### Supplied text
Built: 2025-01-30 04:36:32 UTC
Source: https://github.com/cran/FSM

Help Index


Completely Randomized Design (CRD)

Description

Generates an assignment under completely randomized design (CRD).

Usage

crd(data_frame, n_treat, treat_sizes, control = FALSE)

Arguments

data_frame

A data frame corresponding to the full sample of units.

n_treat

Number of treatment groups.

treat_sizes

A vector of treatment group sizes. If control = TRUE, the first element of treat_sizes should be the control group size.

control

If TRUE, treatments are labeled as 0,1,...,g-1 (0 representing the control group). If FALSE, they are labeled as 1,2,...,g.

Value

The original data frame augmented with the column of the treatment indicator.

Author(s)

Ambarish Chattopadhyay, Carl N. Morris and Jose R. Zubizarreta.

References

Chattopadhyay, A., Morris, C. N., and Zubizarreta, J. R. (2020), “Randomized and Balanced Allocation of Units into Treatment Groups Using the Finite Selection Model for R”.

Examples

# Consider N = 12, n1 = n2 = n3 = 4.
df_sample = data.frame(index = 1:12, x = c(20,30,40,40,50,60,20,30,40,40,50,60))
# Draw a random assignment from CRD.
fc = crd(data_frame = df_sample, n_treat = 3, treat_sizes = c(4,4,4))
# Get vector of treatment assignments.
Z_crd = fc$Treat

Model-based Effective Sample Size (ESS)

Description

Computes the model-based effective sample size (ESS) of a collection of assignments under a given set of potential outcomes.

Usage

ess_model(X_cov, assign_matrix, Y_mat, contrast = c(1, -1))

Arguments

X_cov

A matrix of covariates or transformations thereof that will be used as explanatory variables in the linear outcome models within each treatment group.

assign_matrix

A matrix containing a collection of treatment assignment vectors, each column containing a particular assignment vector.

Y_mat

A matrix of potential outcomes, where rows represent units and columns represent treatment levels (ordered).

contrast

A vector of the coefficients of the treatment contrast of interest. For example, for estimating the average treatment effect of treatment 1 versus treatment 2, contrast = c(1,-1).

Value

A vector of effective sample sizes for the given collection of assignments.

Author(s)

Ambarish Chattopadhyay, Carl N. Morris and Jose R. Zubizarreta.

### Challenges
[A] In the FSM help page, what does the crd function return?
[B] Using the FSM help page, decide whether each statement agrees with it, and back each yes or no with the deciding words quoted from the page. (i) In crd, control is FALSE by default. (ii) When control = TRUE, the last entry of treat_sizes should be the control group size. (iii) In Y_mat, columns stand for units.
[C] Pick up the FSM help page after its final line and write the part that comes next.

### Entries provided

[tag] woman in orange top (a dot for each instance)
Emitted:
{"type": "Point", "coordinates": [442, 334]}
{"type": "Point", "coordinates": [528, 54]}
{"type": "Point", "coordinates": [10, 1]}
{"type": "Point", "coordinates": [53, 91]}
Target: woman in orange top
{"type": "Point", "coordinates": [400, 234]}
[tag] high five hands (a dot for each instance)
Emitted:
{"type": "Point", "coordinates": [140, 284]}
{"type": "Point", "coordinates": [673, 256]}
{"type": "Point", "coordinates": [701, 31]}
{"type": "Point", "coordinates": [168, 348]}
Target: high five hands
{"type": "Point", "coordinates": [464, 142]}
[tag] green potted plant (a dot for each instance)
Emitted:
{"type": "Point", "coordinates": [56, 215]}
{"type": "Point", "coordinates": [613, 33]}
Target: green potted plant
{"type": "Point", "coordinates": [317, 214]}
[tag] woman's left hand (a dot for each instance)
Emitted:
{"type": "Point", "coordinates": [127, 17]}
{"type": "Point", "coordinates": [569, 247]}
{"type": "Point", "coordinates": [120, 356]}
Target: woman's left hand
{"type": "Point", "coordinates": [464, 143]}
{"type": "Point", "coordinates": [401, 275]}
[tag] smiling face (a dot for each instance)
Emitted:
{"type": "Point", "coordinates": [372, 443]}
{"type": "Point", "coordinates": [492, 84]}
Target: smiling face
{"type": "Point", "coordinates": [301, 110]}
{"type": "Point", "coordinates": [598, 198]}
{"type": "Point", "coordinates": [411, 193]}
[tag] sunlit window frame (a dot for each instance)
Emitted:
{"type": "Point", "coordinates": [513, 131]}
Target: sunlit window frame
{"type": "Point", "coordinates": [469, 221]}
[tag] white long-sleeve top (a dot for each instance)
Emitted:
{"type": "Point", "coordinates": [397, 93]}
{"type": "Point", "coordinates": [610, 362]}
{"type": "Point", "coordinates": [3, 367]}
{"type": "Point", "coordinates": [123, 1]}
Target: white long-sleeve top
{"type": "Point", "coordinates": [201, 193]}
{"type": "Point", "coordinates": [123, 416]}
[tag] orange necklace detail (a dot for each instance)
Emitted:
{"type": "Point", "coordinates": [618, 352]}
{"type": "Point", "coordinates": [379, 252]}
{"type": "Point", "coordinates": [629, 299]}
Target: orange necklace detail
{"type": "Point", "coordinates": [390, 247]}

### Responses in order
[A] The original data frame with an added column for the treatment indicator.

[B]
(i) Yes: "crd(data_frame, n_treat, treat_sizes, control = FALSE)"
(ii) No: "the first element of treat_sizes should be the control group size"
(iii) No: "rows represent units and columns represent treatment levels (ordered)"

[C]
References

Chattopadhyay, A., Morris, C. N., and Zubizarreta, J. R. (2020), “Randomized and Balanced Allocation of Units into Treatment Groups Using the Finite Selection Model for R".

Examples

# Consider the Lalonde dataset.
# Get the full sample size.
N = nrow(Lalonde)
# Get the treatment group sizes.
n1 = floor(N/2)
n2 = N-n1
# Generate an SOM.
som_obs = som(n_treat = 2, treat_sizes = c(n1,n2),include_discard = FALSE,
method = 'SCOMARS', marginal_treat = rep((n2/N),N), control = FALSE)
# Generate a treatment assignment given som_obs.
f = fsm(data_frame = Lalonde, SOM = som_obs, s_function = 'Dopt', eps = 0.0001, 
ties = 'random', intercept = TRUE, standardize = TRUE, units_print = FALSE)
# Get assignment vector under the FSM.
Z_fsm_obs = f$data_frame_allocated$Treat
# Draw a random CRD.
Z_crd_obs = crd(data_frame = Lalonde, n_treat = 2, treat_sizes = c(n1, n2), 
control = FALSE)$Treat
Z_big = cbind(Z_crd_obs, Z_fsm_obs)
# Generate the potential outcomes.
Y_1 = 100 - Lalonde$Age + 6 * Lalonde$Education - 20 * Lalonde$Black + 
20 * Lalonde$Hispanic + 0.003 * Lalonde$Re75 + rnorm(N,0,4)
Y_1 = round(Y_1,2)
# Set unit level causal effect = tau = 0.
tau = 0
Y_2 = Y_1 + tau
# Get the matrix of potential outcomes.
Y_appended = cbind(Y_1, Y_2)
# Get the matrix of covariates.
X_cov = Lalonde[,-1]
ess = ess_model(X_cov = X_cov, assign_matrix = Z_big, Y_mat = Y_appended, contrast = c(1,-1))

Randomization-based Effective Sample Size (ESS)

Description

Computes the randomization-based effective sample size (ESS) of a collection of assignments under a given set of potential outcomes.

Usage

ess_rand(assign_array, Y_mat, contrast = c(1, -1))

Arguments

assign_array

A three dimensional array containing a set of independent realizations of a collection the designs. The first coordinate of the array represents the iterations for each design. The second coordinate represents the units. The third coordinate represents the design.

Y_mat

A matrix of potential outcomes, where rows represent units and columns represent treatment levels (ordered).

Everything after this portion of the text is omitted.